§ **Set exercise**
Print the following entries line for line, without changing anything.

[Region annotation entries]
>> Begin

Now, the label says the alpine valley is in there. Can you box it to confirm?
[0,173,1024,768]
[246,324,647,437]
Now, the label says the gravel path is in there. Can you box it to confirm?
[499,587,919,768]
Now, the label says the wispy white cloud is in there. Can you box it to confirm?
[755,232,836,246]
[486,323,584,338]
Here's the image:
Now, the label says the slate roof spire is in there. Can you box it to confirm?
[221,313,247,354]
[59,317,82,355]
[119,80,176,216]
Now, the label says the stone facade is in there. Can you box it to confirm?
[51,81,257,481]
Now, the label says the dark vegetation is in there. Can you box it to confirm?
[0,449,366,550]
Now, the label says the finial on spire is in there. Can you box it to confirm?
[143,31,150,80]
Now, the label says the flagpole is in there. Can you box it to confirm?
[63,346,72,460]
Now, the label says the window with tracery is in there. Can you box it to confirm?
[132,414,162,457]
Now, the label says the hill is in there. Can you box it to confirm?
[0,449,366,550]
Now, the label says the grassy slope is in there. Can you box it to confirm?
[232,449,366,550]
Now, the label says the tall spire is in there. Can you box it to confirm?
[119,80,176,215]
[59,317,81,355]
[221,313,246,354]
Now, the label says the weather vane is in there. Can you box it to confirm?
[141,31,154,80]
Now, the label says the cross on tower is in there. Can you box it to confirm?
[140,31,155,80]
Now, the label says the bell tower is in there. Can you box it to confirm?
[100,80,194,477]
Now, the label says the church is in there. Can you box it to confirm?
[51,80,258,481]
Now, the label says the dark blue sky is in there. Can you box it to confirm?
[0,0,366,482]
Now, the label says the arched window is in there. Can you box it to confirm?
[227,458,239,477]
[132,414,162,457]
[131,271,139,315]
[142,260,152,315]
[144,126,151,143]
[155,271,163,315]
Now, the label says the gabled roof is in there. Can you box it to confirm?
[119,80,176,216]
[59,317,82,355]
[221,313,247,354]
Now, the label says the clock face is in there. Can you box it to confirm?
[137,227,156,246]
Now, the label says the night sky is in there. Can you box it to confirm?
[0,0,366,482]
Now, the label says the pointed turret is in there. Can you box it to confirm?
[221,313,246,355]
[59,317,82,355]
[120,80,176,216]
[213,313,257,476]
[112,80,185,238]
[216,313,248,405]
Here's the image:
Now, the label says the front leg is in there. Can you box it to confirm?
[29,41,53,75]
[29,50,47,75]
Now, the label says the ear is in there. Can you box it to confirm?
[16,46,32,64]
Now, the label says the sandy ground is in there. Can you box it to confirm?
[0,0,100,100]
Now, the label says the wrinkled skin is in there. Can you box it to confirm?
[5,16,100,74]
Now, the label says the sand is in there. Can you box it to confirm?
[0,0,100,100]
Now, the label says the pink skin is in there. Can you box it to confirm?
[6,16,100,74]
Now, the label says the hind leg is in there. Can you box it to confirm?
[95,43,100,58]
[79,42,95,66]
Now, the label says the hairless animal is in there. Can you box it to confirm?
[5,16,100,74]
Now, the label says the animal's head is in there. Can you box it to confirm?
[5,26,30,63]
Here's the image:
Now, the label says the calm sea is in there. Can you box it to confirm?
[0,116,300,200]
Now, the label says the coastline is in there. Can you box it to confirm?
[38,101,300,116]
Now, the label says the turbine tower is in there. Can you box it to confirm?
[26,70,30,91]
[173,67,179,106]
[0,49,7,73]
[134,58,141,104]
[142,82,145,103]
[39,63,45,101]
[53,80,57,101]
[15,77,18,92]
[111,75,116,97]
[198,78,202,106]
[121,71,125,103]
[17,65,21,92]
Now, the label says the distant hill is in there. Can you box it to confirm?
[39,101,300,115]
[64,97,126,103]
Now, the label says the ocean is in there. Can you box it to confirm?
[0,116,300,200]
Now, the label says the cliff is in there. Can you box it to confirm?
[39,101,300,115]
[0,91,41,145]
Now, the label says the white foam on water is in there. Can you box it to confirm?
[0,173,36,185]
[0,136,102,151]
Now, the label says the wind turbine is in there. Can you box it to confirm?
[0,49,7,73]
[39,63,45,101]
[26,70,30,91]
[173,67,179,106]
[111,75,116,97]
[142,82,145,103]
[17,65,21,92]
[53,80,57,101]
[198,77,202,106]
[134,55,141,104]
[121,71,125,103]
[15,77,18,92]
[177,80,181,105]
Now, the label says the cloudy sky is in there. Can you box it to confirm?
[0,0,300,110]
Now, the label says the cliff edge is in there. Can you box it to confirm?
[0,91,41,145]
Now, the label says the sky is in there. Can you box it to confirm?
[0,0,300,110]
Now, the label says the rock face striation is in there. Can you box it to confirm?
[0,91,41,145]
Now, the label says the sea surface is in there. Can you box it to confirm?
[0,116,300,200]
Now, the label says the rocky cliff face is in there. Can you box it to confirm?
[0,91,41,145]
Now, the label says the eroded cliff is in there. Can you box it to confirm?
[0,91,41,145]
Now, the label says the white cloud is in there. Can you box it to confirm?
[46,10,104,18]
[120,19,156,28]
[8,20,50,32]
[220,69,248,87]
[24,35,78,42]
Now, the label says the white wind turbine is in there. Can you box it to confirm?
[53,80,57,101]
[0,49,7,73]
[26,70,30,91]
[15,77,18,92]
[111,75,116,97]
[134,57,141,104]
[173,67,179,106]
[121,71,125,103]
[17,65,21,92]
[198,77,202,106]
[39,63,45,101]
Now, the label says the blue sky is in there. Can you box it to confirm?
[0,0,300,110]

>> End

§ **Result for this exercise**
Now, the label says the alpine valley is in there. Can you box it to confirm?
[0,173,1024,768]
[246,324,647,437]
Now, the label says the gravel path is in there. Can you box it to confirm?
[499,587,919,768]
Now, the label says the wispy white cloud is in there. Can you box it to confirm?
[755,232,836,246]
[486,323,584,338]
Here's the image:
Now, the label says the slate roof spire is in there. Can you box it to confirm?
[221,313,247,354]
[59,317,82,355]
[119,80,176,216]
Now, the label says the stone facade is in there. Can you box it to confirm?
[51,81,257,481]
Now, the label says the dark vegetation is in there. Can you box it to confirm?
[0,449,366,550]
Now, the label says the finial on spire is in there. Can you box it to confirm?
[143,31,150,80]
Now, the label says the flagpole is in there. Can you box it to confirm?
[63,346,72,460]
Now, the label says the window with tracery is in there. Can you box it to confirm?
[132,414,162,457]
Now, the label says the hill is in there. Can you box it to confirm?
[0,449,366,550]
Now, the label says the grassy slope is in there. Can you box it to confirm?
[232,449,366,550]
Now, the label says the tall spire is in there. Can you box it to confirm?
[119,80,176,215]
[59,317,81,355]
[221,313,246,354]
Now, the label says the weather vane is in there. Can you box it to confirm?
[141,31,154,80]
Now, the label says the cross on tower is in there. Can you box it to confirm?
[140,31,155,80]
Now, the label says the bell tower is in there. Can you box it to confirm?
[100,80,194,477]
Now, the label says the church is in there. Can you box it to confirm?
[51,80,258,481]
Now, the label says the dark blue sky is in there. Can you box it to confirm?
[0,0,366,482]
Now, the label says the arched window is in there. Can you box it to confirm?
[227,458,239,477]
[132,414,162,457]
[131,271,139,315]
[142,260,152,315]
[144,126,151,143]
[155,271,163,315]
Now, the label says the gabled roof is in there. Can you box it to confirm?
[119,80,176,216]
[59,317,82,355]
[221,313,247,354]
Now, the label says the clock face is in there. Can you box it to confirm?
[137,227,156,246]
Now, the label says the night sky is in there. Can you box it to confirm?
[0,0,366,482]
Now, the label says the pointed turret is in there. Can you box it to confirm?
[221,313,246,355]
[59,317,82,355]
[120,80,176,216]
[213,313,257,476]
[112,80,185,238]
[216,313,248,405]
Here's the image:
Now, the label says the front leg is in there. Can you box it to confirm?
[29,41,53,75]
[29,50,47,75]
Now, the label says the ear is in there. Can you box it to confirm?
[16,46,32,64]
Now, the label says the sandy ground is in there. Can you box it to confirm?
[0,0,100,100]
Now, the label says the wrinkled skin is in there. Can you box it to confirm?
[5,16,100,74]
Now, the label says the sand is in there. Can you box it to confirm?
[0,0,100,100]
Now, the label says the pink skin is in there. Can you box it to confirm?
[6,16,100,74]
Now, the label says the hind leg is in there. Can you box it to confirm?
[95,43,100,58]
[79,42,95,66]
Now, the label says the hairless animal is in there. Can you box it to confirm?
[5,16,100,74]
Now, the label says the animal's head is in there. Can you box it to confirm?
[5,26,30,63]
Here's the image:
Now, the label says the calm sea is in there. Can you box it to confirm?
[0,116,300,200]
Now, the label says the coastline is in there. Can you box it to confirm?
[38,101,300,116]
Now, the label says the turbine tower is in there. Can you box it to confirm?
[26,70,30,91]
[173,67,179,106]
[0,49,7,73]
[134,58,141,104]
[142,82,145,103]
[39,63,45,101]
[53,80,57,101]
[15,77,18,92]
[111,75,116,97]
[198,78,202,106]
[121,71,125,103]
[17,65,21,92]
Now, the label says the distant hill is in there. Can you box it to confirm?
[39,101,300,115]
[64,97,126,103]
Now, the label says the ocean is in there. Can you box it to confirm?
[0,116,300,200]
Now, the label says the cliff is in there. Can you box it to confirm?
[39,101,300,115]
[0,91,41,145]
Now, the label says the white foam on water is in there. Can you box it to confirm?
[0,173,36,185]
[0,136,102,151]
Now, the label says the wind turbine is in there. Can you box it to confirm?
[0,49,7,73]
[39,63,45,101]
[26,70,30,91]
[173,67,179,106]
[111,75,116,97]
[142,82,145,103]
[17,65,21,92]
[53,80,57,101]
[198,77,202,106]
[134,55,141,104]
[121,71,125,103]
[15,77,18,92]
[177,80,181,105]
Now, the label says the cloudy sky is in there. Can you box it to confirm?
[0,0,300,110]
Now, the label says the cliff edge is in there. Can you box it to confirm?
[0,91,41,145]
Now, the label says the sky is in there. Can you box it to confirm?
[0,0,300,110]
Now, the label says the rock face striation is in there. Can you box it to confirm?
[0,91,41,145]
Now, the label says the sea surface is in there. Can you box it to confirm?
[0,116,300,200]
Now, the label says the rocky cliff face is in there. Can you box it to confirm?
[0,91,41,145]
Now, the label says the eroded cliff is in there. Can you box it to confirm?
[0,91,41,145]
Now, the label says the white cloud is in there. Can you box it to confirm?
[46,10,104,18]
[120,19,156,28]
[8,20,50,32]
[220,69,248,87]
[24,35,78,42]
Now, the label says the white wind turbine is in there. Can you box it to confirm?
[53,80,57,101]
[0,49,7,73]
[26,70,30,91]
[15,77,18,92]
[111,75,116,97]
[134,57,141,104]
[173,67,179,106]
[121,71,125,103]
[17,65,21,92]
[198,77,202,106]
[39,63,45,101]
Now, the label says the blue sky is in there. Can you box it to confirm?
[0,0,300,110]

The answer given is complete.